══ Input for this task
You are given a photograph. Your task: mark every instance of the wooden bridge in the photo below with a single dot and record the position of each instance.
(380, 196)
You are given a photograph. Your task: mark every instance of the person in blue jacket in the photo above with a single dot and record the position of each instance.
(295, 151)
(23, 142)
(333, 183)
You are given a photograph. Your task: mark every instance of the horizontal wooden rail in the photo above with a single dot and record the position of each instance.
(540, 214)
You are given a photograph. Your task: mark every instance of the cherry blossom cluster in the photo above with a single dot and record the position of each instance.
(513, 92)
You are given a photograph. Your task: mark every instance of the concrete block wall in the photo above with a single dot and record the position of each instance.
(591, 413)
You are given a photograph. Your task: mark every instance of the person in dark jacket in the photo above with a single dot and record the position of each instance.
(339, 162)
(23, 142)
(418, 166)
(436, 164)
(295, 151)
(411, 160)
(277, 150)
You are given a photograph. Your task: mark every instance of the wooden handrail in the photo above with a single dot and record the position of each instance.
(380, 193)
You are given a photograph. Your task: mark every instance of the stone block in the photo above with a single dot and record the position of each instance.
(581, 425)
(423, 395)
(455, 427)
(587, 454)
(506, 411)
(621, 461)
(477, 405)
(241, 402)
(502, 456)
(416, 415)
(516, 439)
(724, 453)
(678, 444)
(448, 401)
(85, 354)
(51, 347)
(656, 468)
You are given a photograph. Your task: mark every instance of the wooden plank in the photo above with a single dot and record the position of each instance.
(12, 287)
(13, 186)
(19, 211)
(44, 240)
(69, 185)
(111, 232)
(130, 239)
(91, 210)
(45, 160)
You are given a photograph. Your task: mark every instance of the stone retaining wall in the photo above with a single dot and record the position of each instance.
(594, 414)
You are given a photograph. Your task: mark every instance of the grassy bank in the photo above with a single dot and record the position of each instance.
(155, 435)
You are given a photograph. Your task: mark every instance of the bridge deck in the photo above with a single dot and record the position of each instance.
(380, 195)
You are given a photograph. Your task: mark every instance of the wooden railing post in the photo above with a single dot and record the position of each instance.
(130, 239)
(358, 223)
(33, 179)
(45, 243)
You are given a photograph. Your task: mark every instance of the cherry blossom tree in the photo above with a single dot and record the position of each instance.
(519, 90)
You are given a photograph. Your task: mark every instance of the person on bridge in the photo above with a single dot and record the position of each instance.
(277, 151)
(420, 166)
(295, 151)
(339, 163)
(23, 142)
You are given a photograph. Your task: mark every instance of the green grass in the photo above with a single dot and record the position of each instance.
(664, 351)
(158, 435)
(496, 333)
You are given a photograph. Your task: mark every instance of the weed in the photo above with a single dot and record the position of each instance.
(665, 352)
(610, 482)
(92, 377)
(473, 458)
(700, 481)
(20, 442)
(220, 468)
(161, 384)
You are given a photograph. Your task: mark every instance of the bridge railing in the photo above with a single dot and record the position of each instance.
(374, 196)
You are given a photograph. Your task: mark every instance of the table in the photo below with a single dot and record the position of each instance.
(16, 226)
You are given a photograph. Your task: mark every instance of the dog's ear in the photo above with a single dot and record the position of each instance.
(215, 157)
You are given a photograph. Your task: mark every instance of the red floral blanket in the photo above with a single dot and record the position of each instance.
════
Exercise requirements ▸ Reproduce every row above word for word, leaving nothing out and adding nothing.

Result of this task ▸
You are given a photograph. Your task: mark every instance of the wooden bridge in the photo below with a single dot and record the position of each instance.
(380, 196)
You are given a photograph. Your task: mark every instance of the person in blue jacket in the photo above with a single dot and record the position of each instance.
(295, 151)
(23, 142)
(333, 183)
You are given a photograph. Your task: mark every instance of the horizontal wooden rail in the photo above with a single dot and record the position of each instance.
(540, 214)
You are given a photograph. Your task: mark every instance of the cherry blossom cluster in the photo above with a single dot and record the position of each instance.
(513, 92)
You are given a photograph. Your task: mark every instance of the concrete block wall in the photo above with a single dot and record the position of each instance.
(591, 413)
You are given a photograph. Your task: mark every instance of the person in dark jacket in the photo above with a single dot and record the position of each instance.
(339, 162)
(23, 142)
(418, 166)
(436, 164)
(295, 151)
(411, 160)
(277, 150)
You are given a photograph. Your task: mark every instance of the wooden handrail in the photo above with a single dot and record the position of each instance.
(380, 193)
You are given a photograph. Your task: mark every instance of the stone block in the photo above with a single dot and record the position of each instance.
(581, 425)
(423, 395)
(455, 427)
(587, 454)
(506, 411)
(621, 461)
(477, 405)
(241, 402)
(502, 456)
(416, 415)
(516, 439)
(724, 453)
(678, 444)
(448, 401)
(85, 354)
(51, 347)
(656, 468)
You are given a photograph. Your task: mark every instance of the wooden plank in the photo above with a single dot and record the position of each instance.
(12, 287)
(13, 186)
(19, 211)
(44, 240)
(69, 185)
(111, 232)
(130, 239)
(91, 210)
(45, 160)
You are given a photograph. Your task: mark every instance of the stone retaining wall in the photo above with a single dot and record the position of each instance.
(594, 414)
You are given a photograph. Your task: mark every instance of the grassy bank in the photo above with a single dot and record the position of each instance.
(155, 435)
You are given a photograph. Your task: mark every instance of the bridge deck in the photo above with a single dot and record the position of each instance.
(380, 195)
You are given a photograph. Your task: mark every instance of the wooden railing post in the photo above with a single dot and record the position of each instance.
(130, 239)
(358, 223)
(33, 179)
(45, 243)
You are given a photograph. Your task: mark every instance of the cherry blossom tree in the photo above with a single dot and record the position of each instance.
(519, 90)
You are given a photograph. Your task: mark every instance of the person on bridge in the photo above with a single dot and record the position of each instance.
(277, 151)
(420, 166)
(295, 151)
(339, 163)
(23, 142)
You are given a photograph. Your task: mark every instance of the green grass in the photo above with a single dot and record the position of each instance.
(664, 351)
(158, 435)
(496, 333)
You are given a photograph. Your task: mark every instance of the weed in the photo above with a single dot and record the position of each instance.
(665, 352)
(610, 482)
(92, 377)
(473, 458)
(700, 481)
(20, 442)
(220, 468)
(161, 384)
You are given a photograph. Your task: mark every instance of the bridge railing in the photo above with a single dot and record the position of each instance.
(374, 196)
You are given a photograph. Your task: mark every instance of the table in the photo below with a single dot and record the position of each instance.
(16, 226)
You are given a photograph. Your task: mark every instance of the dog's ear in the photo above with a single dot and record the position of each instance.
(215, 157)
You are given a photograph. Your task: mark every instance of the red floral blanket in the photo above with a single dot and record the position of each instance.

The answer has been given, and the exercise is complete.